ENUNCIADO: Según el texto para revisar, ¿por qué debieron implementarse las cuarentenas durante la pandemia de coronavirus? Explíquelo en una a tres oraciones, por favor.

Y cómo fue que terminé creando este proyecto.
Diciembre de 2020. Ese día sentí que no podía seguir corriendo con ese dolor.
Hoy quiero hablarles de mí. De lo que me pasó, de lo que padecí, de lo que tuve que cambiar, de lo que aprendí, de lo que tuve que desaprender. Físicamente en 2019 yo me sentía extremadamente bien. Con 52 años de edad y más de una década dedicado a entrenarme para correr maratones, aunque mi cuerpo envejecía, mi rendimiento atlético mejoraba año a año. Ese año logré mis mejores tiempos en 10, 21 y 42 kilómetros, con ritmos de carrera que para mí parecían asombrosos. Fiel a mi manera de ver mi actividad deportiva me preparé para seguir mejorando al año siguiente. Pero había algo que no estaba en mis planes (ni en los de nadie).
La pandemia global de coronavirus fue un desastre, con casi 15 millones de personas que perdieron la vida, sin duda la consecuencia más grave. Pero las cuarentenas que debieron implementarse para evitar que colapsaran los servicios esenciales de salud provocaron efectos físicos y emocionales que aún hoy estamos tratando de dimensionar.

DATOS GUARDADOS:
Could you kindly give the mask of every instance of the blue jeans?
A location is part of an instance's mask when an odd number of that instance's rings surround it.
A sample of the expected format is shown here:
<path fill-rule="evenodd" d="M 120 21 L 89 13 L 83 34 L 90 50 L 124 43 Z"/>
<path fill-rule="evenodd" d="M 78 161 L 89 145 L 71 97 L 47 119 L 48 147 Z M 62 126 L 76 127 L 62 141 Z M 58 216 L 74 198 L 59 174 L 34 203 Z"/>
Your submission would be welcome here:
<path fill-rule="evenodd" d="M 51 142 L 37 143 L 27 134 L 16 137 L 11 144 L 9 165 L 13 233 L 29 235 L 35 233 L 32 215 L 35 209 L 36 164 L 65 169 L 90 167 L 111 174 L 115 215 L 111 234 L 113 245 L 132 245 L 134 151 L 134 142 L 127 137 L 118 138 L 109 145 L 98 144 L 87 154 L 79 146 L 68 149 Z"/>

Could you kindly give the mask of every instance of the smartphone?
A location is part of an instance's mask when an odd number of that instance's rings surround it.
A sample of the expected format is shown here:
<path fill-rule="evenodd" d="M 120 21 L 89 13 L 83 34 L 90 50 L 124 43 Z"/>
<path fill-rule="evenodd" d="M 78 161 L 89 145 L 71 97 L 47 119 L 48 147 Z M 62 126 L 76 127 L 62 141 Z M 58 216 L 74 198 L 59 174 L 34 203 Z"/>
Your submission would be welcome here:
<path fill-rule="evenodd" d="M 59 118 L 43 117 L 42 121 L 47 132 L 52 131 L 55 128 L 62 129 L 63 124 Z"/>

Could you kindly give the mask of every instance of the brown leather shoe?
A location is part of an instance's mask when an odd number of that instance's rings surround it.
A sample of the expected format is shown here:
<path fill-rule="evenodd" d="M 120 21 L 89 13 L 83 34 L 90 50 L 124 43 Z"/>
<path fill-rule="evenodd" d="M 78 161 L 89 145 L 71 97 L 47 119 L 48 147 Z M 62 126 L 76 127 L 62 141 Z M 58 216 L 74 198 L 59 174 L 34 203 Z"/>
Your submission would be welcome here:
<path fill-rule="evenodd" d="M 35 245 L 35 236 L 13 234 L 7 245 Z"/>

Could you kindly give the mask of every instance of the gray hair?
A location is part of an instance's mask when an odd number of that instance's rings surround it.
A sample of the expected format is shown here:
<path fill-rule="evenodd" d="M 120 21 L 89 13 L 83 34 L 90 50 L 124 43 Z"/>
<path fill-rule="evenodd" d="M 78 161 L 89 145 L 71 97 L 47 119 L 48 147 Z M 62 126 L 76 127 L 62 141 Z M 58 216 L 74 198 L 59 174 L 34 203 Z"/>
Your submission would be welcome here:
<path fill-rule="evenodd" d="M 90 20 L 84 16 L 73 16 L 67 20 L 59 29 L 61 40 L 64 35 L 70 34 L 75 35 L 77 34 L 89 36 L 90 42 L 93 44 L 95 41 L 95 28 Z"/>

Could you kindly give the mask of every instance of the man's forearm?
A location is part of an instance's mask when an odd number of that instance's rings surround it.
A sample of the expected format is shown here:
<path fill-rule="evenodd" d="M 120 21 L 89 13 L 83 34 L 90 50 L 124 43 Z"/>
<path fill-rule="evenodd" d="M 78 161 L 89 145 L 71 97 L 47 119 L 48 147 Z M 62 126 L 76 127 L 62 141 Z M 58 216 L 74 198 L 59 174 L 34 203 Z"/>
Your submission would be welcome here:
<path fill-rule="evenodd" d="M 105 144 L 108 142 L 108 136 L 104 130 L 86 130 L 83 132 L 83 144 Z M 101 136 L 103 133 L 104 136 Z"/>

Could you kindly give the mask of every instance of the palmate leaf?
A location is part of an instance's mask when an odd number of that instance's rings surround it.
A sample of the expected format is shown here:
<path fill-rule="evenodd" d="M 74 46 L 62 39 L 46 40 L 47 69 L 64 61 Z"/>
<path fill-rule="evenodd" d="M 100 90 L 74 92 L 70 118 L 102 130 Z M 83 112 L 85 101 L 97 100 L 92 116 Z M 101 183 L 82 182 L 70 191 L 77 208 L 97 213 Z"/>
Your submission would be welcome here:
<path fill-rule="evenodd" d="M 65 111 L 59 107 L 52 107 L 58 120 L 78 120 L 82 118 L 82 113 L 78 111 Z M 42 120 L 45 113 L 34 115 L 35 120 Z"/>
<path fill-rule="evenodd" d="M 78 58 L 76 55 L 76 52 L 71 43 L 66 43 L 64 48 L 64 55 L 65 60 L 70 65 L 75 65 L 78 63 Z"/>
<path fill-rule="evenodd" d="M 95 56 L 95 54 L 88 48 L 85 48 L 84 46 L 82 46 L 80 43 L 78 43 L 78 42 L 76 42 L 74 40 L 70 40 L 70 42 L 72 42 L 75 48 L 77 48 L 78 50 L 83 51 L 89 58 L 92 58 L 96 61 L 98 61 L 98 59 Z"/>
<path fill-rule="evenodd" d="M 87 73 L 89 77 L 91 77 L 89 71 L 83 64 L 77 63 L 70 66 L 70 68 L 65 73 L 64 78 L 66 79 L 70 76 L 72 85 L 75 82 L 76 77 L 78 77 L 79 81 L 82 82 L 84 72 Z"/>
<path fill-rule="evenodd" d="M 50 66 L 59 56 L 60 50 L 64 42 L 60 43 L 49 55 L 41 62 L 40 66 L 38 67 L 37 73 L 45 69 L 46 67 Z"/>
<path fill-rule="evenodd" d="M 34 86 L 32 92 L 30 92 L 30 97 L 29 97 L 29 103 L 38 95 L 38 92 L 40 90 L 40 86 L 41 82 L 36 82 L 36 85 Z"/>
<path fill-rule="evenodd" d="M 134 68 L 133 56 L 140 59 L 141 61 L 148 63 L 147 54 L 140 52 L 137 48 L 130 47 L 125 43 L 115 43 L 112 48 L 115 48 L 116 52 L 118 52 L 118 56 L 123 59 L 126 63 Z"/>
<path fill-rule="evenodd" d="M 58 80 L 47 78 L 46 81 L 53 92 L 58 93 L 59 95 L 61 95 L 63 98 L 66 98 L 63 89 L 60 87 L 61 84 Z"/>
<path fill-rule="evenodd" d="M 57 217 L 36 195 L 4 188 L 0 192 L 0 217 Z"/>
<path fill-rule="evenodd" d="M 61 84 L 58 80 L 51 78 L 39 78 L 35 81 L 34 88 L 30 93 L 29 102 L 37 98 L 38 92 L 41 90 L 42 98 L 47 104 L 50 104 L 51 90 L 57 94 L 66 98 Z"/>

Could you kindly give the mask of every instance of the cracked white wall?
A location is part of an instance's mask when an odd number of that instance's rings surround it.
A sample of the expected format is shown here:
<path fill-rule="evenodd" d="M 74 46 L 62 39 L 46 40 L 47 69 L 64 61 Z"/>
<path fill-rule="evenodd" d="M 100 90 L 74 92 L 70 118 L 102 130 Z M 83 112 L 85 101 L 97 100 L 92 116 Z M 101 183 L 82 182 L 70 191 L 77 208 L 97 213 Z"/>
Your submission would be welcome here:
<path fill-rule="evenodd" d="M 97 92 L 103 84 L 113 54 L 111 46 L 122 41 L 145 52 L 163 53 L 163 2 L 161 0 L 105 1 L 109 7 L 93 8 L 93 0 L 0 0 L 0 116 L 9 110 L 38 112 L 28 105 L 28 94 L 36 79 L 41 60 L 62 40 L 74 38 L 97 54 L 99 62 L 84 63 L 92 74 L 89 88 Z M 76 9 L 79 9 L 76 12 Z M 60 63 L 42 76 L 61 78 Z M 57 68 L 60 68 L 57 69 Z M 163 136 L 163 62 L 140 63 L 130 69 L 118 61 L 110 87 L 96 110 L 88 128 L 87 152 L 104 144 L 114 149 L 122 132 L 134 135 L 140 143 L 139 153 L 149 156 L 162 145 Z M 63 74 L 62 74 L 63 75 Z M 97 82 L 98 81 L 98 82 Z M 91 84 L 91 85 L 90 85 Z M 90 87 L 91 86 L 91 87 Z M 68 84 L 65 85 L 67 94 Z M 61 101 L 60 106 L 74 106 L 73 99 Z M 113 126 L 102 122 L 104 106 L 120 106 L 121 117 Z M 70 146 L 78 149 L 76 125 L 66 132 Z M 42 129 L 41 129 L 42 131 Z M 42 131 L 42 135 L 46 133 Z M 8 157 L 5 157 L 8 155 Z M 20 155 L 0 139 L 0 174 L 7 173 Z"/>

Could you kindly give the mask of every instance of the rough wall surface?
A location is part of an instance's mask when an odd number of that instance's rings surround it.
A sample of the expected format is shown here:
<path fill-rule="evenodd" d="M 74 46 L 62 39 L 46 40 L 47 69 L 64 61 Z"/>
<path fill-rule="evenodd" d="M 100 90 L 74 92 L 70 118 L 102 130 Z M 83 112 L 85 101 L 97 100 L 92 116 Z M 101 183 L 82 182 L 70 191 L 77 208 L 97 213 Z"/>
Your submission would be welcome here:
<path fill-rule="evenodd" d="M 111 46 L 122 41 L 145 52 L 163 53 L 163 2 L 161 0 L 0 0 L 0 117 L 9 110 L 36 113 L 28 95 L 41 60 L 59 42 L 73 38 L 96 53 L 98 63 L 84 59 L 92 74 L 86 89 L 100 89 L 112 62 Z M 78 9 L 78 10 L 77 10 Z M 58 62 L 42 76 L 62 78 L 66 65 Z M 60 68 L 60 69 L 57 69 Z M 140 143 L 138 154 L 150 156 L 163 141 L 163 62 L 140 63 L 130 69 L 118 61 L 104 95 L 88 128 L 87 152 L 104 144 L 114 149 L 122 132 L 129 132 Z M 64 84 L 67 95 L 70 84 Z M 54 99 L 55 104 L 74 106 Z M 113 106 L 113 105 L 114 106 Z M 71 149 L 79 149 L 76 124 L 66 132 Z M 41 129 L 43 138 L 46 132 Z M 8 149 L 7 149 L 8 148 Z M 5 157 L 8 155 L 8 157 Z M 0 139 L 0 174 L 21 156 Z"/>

RESPUESTA ESCRITA: Las cuarentenas debieron implementarse para evitar que colapsaran los servicios esenciales de salud durante la pandemia global de coronavirus.